* _Work instructions_
Beneath this task is a listing. State how many of its lines include the string "nose", giving nothing but the number.

=== Begin Enclosure ===

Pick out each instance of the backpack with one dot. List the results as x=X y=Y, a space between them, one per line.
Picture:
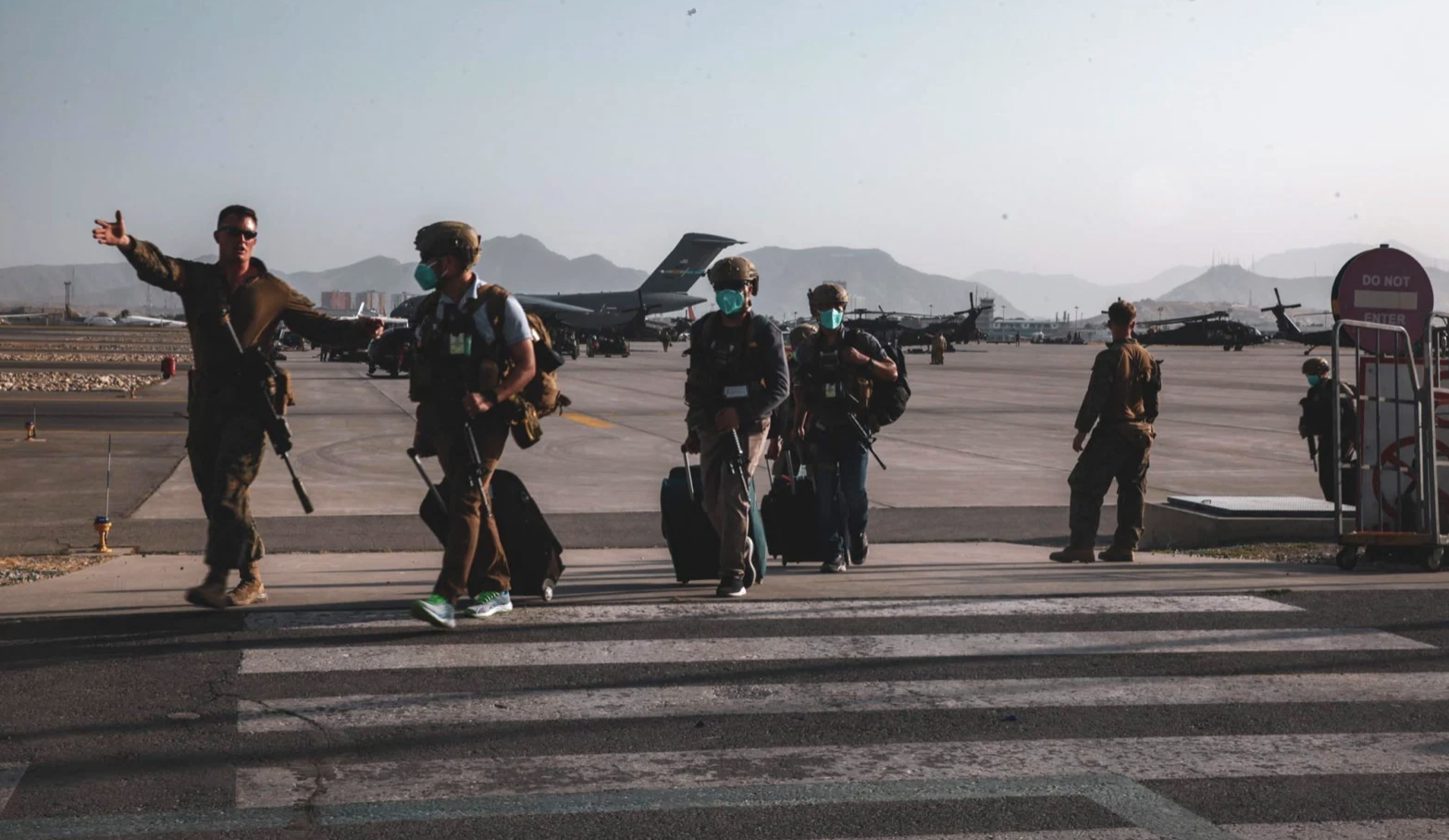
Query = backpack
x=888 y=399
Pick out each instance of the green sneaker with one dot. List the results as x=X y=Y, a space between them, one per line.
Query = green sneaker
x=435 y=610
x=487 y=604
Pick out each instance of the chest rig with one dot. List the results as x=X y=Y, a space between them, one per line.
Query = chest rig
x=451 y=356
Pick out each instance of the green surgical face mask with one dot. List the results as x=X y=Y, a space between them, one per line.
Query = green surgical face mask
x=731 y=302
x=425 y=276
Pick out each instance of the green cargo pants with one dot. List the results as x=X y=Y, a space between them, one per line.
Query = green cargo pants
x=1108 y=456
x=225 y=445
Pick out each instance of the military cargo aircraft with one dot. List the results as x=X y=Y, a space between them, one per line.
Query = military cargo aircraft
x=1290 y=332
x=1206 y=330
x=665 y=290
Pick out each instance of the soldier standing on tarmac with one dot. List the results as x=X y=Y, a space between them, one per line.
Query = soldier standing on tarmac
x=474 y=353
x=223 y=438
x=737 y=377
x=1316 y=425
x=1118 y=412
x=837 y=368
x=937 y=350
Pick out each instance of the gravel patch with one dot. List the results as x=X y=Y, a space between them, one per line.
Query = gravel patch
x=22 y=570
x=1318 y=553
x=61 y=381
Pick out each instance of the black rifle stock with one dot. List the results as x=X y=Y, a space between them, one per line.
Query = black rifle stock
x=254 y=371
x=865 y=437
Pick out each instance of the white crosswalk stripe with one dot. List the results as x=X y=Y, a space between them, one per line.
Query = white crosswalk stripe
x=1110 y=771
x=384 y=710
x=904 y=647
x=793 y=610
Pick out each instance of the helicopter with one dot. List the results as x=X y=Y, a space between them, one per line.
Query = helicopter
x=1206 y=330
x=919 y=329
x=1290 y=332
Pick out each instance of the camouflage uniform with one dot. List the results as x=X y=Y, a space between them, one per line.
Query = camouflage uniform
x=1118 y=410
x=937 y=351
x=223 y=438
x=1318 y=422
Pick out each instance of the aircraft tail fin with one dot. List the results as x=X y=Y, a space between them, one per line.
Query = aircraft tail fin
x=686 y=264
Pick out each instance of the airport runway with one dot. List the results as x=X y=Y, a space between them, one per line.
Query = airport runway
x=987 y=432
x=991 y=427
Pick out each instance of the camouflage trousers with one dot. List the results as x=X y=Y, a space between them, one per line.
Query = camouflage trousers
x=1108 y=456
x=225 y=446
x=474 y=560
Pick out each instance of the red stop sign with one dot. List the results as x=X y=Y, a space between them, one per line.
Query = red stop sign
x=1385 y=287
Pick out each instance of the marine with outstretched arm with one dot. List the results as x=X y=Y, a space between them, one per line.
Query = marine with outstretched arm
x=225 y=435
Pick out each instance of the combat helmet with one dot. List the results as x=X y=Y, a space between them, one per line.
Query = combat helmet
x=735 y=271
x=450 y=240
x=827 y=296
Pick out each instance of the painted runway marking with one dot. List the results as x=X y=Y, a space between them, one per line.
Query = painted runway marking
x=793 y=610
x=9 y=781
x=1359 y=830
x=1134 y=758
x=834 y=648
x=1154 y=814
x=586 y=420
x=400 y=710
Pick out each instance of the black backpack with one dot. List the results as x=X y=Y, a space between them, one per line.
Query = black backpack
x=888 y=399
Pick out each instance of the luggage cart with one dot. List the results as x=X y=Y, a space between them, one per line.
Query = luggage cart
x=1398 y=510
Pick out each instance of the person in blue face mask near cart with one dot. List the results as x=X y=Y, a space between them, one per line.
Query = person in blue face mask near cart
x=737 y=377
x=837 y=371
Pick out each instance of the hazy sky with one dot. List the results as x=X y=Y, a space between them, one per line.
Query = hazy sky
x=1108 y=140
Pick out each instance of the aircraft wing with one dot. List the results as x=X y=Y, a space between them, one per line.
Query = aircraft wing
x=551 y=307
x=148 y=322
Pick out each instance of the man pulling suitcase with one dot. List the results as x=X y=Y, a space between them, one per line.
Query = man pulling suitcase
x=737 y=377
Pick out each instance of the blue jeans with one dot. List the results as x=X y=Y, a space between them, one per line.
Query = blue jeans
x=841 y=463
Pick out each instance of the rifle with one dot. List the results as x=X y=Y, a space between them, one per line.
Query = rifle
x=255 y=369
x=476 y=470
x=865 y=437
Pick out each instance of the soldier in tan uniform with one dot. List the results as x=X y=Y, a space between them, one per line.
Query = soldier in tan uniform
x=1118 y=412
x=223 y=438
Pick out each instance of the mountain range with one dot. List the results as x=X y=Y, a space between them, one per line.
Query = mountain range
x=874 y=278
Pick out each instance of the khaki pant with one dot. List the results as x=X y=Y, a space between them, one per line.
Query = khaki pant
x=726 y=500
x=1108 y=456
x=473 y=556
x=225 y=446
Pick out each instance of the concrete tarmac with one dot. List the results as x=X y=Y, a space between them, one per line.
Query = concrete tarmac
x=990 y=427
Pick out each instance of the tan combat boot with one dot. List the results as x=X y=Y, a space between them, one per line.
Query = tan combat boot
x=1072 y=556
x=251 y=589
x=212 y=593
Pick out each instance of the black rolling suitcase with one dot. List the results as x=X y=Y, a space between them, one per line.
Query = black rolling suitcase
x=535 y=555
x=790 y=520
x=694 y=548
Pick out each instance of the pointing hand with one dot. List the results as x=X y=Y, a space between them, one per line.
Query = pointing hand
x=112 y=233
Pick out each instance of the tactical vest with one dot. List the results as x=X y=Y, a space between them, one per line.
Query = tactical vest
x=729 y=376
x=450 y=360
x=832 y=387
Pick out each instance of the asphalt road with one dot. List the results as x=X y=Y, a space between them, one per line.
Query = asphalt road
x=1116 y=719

=== End Enclosure ===
=== Begin Enclosure ===

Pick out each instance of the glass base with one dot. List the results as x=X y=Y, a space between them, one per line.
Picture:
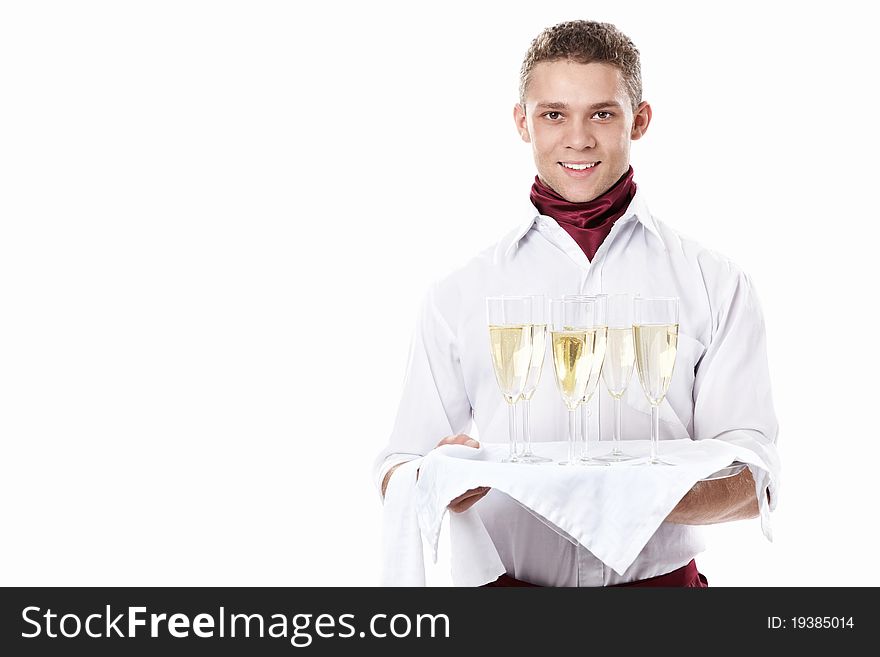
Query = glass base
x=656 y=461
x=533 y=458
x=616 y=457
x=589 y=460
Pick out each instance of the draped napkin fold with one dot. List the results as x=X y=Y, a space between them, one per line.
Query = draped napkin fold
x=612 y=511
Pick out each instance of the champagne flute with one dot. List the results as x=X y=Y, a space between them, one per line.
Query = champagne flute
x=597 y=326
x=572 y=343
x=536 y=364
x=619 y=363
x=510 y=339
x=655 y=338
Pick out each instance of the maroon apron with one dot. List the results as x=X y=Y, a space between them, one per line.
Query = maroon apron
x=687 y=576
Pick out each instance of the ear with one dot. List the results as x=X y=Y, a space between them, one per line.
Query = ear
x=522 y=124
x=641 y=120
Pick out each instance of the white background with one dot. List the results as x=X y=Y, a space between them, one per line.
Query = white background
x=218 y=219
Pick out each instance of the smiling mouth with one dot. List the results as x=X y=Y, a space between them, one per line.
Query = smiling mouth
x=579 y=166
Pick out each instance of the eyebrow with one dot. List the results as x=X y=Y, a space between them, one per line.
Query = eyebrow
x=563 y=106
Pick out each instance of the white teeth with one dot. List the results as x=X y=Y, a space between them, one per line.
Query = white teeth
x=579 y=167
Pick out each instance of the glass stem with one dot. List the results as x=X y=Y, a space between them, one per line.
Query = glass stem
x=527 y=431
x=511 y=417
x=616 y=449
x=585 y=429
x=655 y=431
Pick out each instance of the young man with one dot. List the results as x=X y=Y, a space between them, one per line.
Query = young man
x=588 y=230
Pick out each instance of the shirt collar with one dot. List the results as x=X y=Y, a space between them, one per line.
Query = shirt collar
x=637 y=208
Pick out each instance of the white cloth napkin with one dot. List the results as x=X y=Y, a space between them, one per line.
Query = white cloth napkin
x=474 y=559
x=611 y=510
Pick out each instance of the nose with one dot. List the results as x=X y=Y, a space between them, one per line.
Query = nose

=== End Enclosure ===

* _Completed task_
2